What is expected: In the text on HRSBA designations, which sequence position does the nucleotide A of the non-repeat motif ATG occupy in the TH01 allele 8.3 designation?

Exercise text:
=== Begin Enclosure ===
In the illustrative embodiment, the HRSBA designation is reflected in two attribute-value pairs 500. First, the “hrsba” attribute-value pair 500 summarizes the STR sequence in the 5′ to 3′ direction, starting with the first nucleotide position in the STR sequence as nucleotide position 1. Nucleotide position numbers may be followed by the repeat motif bracketed (e.g., in square brackets) or by a single nucleotide code. It is contemplated that the HRSBA may use any type of punctuation to “bracket” a repeat motif. The nucleotide position refers to the position of the first nucleotide to the 3′ of the integer. In the case of a repeat motif, it refers to the first nucleotide of the motif. For example, a non-variant CSF1PO locus normally begins with the designation 1 [AGAT], where the 5′ nucleotide A occupies nucleotide position number 1. The remaining three nucleotides (i.e., GAT) of the motif occupy sequence positions 2, 3 and 4, respectively. In the case of nucleotides not contained in a repeat motif, the positions of each nucleotide are denoted. For example, the TH01 allele 8.3 sequence listed by the National Institute of Standards and Technology (NIST) is as follows:

AATGAATGAATGAATGAATGATGAATGAATGAATG

In the illustrative embodiment, the HRSBA designation reflecting this sequence would be:

1[AATG]21ATG24[AATG] length = 35

This HRSBA designation indicates that the 5′ nucleotide A in the AATG repeat is the first nucleotide in the sequence, while the nucleotide A in the non-repeat motif ATG is in sequence position 21. Furthermore, the 5′ nucleotide A in the second repeat motif is in sequence position 24, and the total length of the sequence is 35, as indicated by the “length” attribute-value pair 500. Thus, the 3′ nucleotide G in the sequence is in sequence position 35. It will be appreciated from the foregoing that the HRSBA designation is unambiguous and deterministic for any sequence variant that might be encountered in actual sequencing. Any mutation can be accommodated, including complex ones such as segment inversions. Unlike the alignment-based methods typically used in current allelotyping processes, the HRSBA designation in not dependent upon reference sequences. Rather, it is reference independent and will not be affected by possible future changes to reference sequences.
=== End Enclosure ===
Material shown:
=== Begin Enclosure ===
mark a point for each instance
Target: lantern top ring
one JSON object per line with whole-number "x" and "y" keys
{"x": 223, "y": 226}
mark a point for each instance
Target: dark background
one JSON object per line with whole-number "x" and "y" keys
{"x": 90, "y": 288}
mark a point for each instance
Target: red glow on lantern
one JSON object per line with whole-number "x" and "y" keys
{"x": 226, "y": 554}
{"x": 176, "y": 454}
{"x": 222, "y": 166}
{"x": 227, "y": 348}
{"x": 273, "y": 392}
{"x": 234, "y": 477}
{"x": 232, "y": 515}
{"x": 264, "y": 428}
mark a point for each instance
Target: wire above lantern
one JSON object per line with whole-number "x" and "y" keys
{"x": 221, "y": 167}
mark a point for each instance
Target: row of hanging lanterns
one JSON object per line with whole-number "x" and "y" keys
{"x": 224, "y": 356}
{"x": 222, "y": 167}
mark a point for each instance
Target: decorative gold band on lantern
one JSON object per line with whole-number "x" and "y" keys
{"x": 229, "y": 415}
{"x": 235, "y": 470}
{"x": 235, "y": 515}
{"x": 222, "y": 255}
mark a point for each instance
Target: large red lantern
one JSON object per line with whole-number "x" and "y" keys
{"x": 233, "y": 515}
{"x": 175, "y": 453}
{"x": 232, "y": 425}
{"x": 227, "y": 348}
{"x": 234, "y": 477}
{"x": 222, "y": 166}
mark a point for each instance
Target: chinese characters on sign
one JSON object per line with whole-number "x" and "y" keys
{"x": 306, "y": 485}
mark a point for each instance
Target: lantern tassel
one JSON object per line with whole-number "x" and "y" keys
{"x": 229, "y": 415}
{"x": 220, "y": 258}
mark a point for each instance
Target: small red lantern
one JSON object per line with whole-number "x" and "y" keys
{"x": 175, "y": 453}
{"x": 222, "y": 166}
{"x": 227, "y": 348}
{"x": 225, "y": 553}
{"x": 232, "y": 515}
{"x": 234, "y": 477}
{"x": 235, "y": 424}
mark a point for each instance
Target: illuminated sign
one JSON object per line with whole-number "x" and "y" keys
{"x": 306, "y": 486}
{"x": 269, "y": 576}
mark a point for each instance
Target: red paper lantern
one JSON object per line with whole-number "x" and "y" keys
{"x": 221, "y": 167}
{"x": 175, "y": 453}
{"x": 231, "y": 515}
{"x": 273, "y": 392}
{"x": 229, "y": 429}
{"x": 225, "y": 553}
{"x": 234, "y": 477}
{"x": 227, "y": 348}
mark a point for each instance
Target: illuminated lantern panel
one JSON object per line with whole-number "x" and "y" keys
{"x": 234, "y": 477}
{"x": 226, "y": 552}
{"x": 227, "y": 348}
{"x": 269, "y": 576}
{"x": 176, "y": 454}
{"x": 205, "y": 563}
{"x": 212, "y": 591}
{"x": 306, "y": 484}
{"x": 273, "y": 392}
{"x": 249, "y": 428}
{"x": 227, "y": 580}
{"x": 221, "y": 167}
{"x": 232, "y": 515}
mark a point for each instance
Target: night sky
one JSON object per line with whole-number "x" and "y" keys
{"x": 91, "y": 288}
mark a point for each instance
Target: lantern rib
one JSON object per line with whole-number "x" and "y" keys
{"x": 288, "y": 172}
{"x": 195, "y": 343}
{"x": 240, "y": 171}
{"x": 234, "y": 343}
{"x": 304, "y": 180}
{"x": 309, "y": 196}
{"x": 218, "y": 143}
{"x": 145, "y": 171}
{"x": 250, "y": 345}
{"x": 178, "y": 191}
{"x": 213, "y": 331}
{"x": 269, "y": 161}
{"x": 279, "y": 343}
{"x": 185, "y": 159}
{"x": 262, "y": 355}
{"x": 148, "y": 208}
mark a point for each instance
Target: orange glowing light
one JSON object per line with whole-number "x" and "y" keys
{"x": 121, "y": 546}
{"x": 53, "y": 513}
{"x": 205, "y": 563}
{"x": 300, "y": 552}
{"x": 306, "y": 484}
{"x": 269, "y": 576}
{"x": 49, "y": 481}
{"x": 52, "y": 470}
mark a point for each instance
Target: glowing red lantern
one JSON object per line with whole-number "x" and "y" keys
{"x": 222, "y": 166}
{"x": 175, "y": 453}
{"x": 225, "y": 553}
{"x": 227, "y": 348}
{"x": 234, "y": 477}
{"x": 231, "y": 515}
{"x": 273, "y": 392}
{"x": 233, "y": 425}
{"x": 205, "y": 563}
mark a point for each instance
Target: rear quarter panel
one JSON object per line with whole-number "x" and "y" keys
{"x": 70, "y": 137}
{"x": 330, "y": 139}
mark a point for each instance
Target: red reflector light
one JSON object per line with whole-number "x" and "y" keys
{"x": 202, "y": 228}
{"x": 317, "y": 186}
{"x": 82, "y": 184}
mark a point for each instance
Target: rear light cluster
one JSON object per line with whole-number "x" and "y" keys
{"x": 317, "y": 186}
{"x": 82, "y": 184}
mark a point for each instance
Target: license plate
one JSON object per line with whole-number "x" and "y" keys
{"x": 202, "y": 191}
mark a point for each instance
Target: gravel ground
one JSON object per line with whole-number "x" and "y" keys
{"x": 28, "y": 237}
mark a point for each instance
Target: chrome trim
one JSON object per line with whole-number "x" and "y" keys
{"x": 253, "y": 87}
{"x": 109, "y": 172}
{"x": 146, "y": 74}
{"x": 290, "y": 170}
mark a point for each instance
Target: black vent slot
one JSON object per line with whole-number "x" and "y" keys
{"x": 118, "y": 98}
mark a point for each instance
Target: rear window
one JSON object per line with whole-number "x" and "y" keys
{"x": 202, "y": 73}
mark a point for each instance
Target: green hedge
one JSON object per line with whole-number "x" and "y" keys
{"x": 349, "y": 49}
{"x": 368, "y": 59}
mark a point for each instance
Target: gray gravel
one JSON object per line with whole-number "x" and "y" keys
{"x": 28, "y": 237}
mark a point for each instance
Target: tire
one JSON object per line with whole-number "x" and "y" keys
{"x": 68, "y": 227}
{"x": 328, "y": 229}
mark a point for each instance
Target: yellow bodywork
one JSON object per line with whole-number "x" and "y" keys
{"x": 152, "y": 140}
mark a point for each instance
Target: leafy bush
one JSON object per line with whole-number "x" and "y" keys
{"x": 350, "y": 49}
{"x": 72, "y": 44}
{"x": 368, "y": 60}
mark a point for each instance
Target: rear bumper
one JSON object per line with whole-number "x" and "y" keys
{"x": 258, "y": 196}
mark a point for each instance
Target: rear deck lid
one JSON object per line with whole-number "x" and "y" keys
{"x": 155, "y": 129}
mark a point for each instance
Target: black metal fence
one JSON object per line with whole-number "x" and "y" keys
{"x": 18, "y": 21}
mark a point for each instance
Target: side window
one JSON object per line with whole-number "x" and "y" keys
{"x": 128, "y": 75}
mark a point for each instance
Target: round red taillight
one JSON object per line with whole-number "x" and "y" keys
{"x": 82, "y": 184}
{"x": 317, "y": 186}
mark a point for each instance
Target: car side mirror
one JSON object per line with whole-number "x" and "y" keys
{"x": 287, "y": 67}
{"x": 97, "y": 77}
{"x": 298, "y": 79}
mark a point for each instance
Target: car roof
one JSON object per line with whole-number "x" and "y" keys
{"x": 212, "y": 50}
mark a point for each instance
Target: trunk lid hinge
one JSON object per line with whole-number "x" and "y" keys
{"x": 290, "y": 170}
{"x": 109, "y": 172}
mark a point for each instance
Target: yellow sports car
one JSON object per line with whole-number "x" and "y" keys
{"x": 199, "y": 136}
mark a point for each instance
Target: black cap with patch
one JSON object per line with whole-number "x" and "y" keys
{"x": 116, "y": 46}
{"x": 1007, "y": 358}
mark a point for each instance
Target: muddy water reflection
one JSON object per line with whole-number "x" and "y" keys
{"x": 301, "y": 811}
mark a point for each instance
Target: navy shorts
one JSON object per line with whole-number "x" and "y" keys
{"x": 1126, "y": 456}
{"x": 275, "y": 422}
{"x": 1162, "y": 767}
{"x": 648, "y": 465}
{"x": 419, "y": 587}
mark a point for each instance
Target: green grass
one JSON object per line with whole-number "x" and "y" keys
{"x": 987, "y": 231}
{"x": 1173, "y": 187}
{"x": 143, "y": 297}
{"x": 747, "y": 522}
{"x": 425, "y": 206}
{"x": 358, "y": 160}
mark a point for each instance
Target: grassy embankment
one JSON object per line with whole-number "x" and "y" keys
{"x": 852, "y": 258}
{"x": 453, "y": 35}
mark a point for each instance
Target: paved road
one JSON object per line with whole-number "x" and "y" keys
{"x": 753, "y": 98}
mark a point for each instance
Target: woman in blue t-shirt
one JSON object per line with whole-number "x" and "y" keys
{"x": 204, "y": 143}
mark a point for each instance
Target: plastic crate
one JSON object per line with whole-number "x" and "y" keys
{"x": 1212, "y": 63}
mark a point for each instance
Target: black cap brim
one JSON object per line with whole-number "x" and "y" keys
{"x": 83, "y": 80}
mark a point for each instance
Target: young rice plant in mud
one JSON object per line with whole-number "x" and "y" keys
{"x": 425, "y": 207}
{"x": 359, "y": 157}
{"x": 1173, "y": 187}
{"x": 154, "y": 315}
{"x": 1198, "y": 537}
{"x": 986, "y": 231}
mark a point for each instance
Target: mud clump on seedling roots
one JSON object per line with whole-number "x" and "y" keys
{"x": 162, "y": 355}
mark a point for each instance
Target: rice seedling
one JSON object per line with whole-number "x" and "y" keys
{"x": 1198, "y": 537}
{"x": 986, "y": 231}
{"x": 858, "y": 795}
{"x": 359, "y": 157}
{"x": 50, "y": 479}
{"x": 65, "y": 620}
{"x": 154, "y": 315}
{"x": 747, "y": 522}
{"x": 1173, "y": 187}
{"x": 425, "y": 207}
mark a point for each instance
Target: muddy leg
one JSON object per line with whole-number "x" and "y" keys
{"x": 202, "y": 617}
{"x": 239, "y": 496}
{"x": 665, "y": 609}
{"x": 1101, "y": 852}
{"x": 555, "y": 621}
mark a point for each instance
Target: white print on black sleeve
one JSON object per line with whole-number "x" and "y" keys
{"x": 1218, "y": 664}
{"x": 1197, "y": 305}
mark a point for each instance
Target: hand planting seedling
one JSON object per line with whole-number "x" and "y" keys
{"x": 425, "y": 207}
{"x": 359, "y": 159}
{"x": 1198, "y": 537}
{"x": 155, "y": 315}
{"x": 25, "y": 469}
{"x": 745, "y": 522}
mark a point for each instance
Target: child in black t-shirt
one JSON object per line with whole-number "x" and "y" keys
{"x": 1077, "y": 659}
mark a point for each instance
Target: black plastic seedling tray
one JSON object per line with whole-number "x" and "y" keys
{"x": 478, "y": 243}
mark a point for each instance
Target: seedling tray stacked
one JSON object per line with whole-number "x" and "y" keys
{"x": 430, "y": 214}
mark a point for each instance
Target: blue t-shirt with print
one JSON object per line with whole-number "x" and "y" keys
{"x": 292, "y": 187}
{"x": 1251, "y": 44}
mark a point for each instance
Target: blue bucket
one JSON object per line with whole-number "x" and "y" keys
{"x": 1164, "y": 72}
=== End Enclosure ===
Problem solution: Position 21